*PROBLEM DETAILS:* Using the data that follows, return exactly the lines from the one that contains "Target = steering wheel" through the one that contains "Target = white car in background", ends included.

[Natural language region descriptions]
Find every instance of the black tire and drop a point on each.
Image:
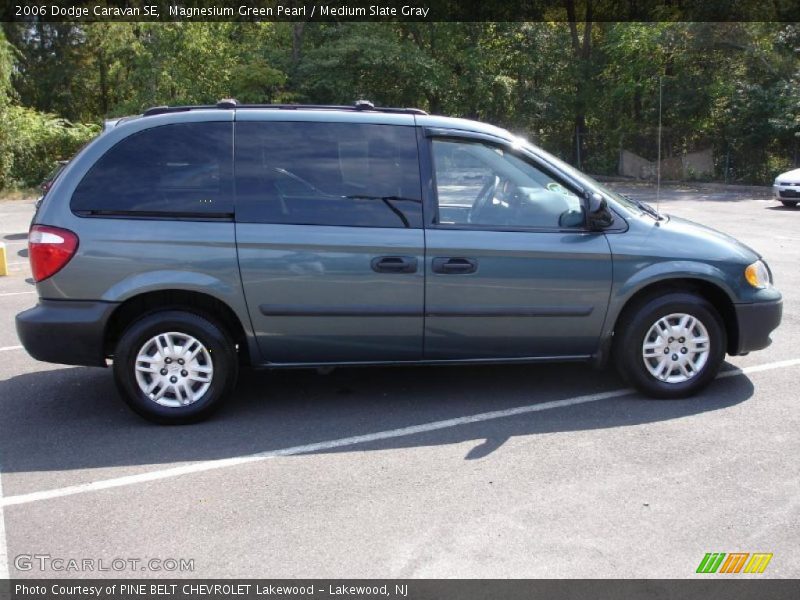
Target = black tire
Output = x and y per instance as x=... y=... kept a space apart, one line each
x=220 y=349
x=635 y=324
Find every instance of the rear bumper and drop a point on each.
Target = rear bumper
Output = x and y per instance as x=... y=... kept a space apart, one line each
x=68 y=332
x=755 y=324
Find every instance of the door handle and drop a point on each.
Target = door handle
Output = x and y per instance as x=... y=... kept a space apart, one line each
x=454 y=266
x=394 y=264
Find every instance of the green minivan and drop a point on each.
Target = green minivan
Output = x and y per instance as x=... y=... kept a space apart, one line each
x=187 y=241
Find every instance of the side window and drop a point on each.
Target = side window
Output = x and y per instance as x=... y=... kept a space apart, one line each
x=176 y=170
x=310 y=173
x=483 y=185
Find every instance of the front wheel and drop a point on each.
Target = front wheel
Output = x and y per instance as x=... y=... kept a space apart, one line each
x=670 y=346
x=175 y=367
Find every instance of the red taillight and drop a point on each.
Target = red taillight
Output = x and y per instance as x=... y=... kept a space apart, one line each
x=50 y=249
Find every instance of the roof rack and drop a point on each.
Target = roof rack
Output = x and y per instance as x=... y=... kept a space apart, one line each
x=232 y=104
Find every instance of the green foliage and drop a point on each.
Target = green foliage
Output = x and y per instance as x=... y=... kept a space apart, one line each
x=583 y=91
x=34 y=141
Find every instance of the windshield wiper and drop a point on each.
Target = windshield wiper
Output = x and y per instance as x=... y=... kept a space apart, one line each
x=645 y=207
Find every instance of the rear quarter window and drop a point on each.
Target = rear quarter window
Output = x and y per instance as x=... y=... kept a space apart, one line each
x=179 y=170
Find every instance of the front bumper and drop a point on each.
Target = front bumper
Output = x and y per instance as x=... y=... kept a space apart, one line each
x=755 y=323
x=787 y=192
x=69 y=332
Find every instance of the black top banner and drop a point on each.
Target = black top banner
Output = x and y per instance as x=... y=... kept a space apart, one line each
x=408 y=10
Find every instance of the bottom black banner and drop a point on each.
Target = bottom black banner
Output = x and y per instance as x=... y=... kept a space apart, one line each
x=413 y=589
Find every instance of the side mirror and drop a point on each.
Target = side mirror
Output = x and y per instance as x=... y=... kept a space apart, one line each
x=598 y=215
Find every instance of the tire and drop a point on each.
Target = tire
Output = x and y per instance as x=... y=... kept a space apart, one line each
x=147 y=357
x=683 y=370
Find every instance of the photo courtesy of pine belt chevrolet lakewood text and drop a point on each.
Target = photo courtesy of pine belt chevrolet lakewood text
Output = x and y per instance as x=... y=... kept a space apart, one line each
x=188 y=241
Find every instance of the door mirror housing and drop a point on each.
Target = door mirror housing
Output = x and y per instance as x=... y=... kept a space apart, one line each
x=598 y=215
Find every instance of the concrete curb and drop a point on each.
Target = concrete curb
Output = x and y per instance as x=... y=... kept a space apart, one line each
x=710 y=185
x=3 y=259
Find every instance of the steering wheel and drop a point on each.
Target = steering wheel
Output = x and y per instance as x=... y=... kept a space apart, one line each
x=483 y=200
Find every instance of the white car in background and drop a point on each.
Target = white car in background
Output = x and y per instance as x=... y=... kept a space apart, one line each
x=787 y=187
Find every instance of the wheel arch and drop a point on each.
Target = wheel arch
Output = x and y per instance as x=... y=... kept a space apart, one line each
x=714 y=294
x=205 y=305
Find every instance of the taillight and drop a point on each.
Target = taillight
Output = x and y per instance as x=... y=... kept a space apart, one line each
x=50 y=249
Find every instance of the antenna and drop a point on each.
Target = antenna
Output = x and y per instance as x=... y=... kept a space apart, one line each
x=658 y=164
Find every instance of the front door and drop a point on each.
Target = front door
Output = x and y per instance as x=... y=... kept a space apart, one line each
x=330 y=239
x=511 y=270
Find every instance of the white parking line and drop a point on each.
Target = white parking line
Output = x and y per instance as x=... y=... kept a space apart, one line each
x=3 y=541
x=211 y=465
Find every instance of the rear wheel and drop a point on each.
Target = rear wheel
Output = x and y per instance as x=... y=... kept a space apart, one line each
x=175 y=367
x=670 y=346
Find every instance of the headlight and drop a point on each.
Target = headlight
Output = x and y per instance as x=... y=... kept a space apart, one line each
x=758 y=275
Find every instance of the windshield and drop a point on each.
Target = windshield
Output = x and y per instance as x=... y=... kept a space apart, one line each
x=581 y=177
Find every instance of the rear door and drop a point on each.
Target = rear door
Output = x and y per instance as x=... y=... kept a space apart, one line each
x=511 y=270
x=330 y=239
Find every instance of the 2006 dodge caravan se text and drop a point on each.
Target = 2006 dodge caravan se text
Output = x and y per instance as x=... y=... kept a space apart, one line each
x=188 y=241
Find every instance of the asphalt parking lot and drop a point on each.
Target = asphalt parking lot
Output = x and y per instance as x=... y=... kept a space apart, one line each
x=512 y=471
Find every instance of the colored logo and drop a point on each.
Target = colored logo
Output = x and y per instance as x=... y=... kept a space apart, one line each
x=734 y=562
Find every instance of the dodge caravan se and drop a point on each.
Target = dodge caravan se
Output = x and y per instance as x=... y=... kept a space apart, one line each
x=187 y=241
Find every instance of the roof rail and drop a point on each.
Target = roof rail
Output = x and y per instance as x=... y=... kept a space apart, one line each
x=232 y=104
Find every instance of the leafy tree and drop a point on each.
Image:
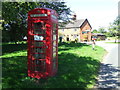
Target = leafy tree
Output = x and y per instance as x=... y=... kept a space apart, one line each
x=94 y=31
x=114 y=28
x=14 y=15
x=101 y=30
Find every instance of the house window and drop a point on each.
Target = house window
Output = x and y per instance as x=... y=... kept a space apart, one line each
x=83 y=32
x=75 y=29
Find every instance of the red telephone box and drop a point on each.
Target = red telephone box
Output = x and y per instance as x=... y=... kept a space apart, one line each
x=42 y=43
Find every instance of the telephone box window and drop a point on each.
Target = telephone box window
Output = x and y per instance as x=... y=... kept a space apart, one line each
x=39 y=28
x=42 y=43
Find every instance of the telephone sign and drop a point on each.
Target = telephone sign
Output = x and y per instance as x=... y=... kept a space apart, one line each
---
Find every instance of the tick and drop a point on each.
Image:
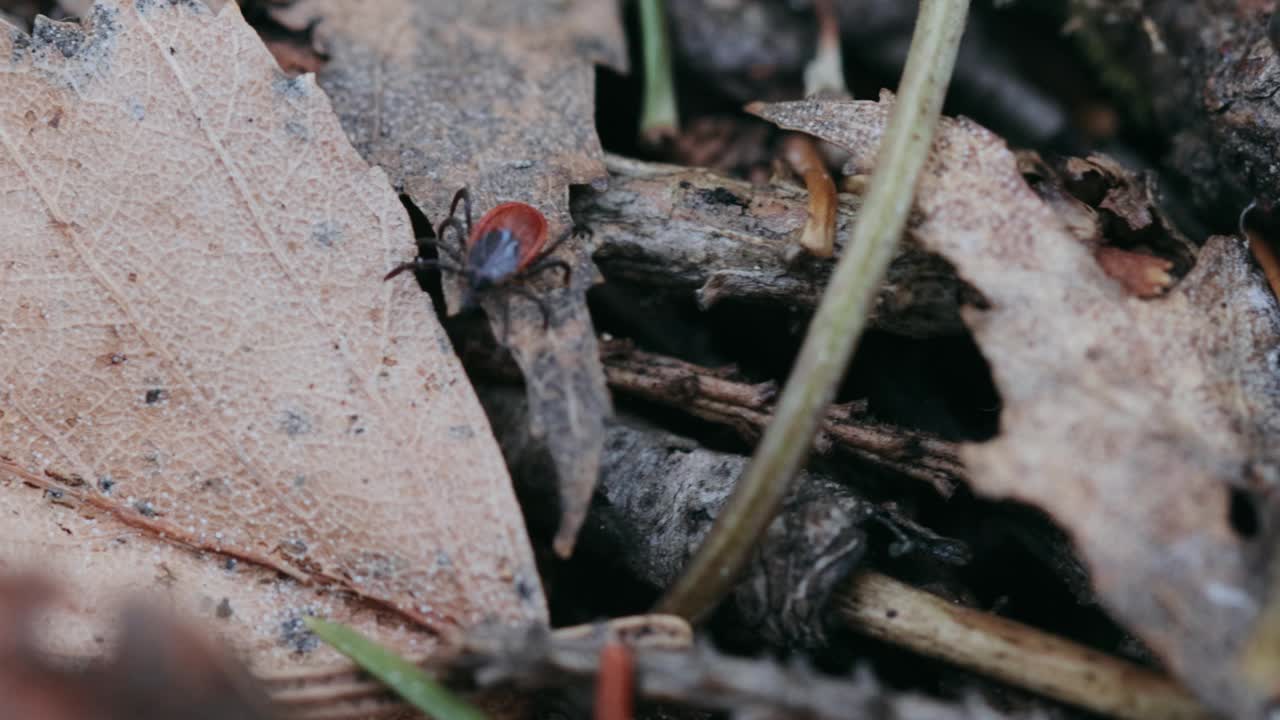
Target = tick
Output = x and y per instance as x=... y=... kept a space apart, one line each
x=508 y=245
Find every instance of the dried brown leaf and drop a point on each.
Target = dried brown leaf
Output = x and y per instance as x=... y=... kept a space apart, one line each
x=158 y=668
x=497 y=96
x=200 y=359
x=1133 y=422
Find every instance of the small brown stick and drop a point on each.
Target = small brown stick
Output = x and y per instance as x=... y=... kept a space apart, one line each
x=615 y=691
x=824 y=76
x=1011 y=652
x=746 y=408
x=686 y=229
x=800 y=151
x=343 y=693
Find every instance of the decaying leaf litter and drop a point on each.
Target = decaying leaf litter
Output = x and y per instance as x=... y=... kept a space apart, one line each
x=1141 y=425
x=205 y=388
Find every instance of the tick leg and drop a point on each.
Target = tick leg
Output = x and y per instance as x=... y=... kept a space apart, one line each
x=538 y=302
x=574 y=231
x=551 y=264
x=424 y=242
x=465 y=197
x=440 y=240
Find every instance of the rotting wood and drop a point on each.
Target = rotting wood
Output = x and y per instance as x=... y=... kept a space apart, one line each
==
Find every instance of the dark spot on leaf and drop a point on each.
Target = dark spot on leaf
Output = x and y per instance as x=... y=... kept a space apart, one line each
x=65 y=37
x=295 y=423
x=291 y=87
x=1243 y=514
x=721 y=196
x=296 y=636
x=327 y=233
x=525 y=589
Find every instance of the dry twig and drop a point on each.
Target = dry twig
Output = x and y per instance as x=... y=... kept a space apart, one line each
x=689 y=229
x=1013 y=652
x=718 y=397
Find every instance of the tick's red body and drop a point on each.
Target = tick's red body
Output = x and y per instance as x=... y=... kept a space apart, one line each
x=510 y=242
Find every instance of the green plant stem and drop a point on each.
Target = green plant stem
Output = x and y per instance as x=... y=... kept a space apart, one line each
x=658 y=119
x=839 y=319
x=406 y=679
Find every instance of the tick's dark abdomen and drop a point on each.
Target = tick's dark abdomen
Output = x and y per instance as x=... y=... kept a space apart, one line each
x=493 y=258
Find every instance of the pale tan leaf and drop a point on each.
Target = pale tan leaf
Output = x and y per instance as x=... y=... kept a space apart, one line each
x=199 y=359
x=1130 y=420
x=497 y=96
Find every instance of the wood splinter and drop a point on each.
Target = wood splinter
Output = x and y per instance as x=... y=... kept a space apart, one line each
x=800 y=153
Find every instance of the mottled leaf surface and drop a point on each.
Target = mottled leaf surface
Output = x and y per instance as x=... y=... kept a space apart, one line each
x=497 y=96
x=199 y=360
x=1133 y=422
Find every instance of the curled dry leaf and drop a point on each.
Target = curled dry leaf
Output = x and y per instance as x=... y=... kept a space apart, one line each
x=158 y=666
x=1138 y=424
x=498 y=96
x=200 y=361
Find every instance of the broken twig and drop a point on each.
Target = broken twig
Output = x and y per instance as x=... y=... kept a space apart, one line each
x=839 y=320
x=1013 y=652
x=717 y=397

*RESULT OF THIS EXERCISE:*
Target = steering wheel
Output = x and y per instance as x=... y=... kept a space apart, one line each
x=483 y=200
Find every instance of the white car in background and drop a point on each.
Target = white car in background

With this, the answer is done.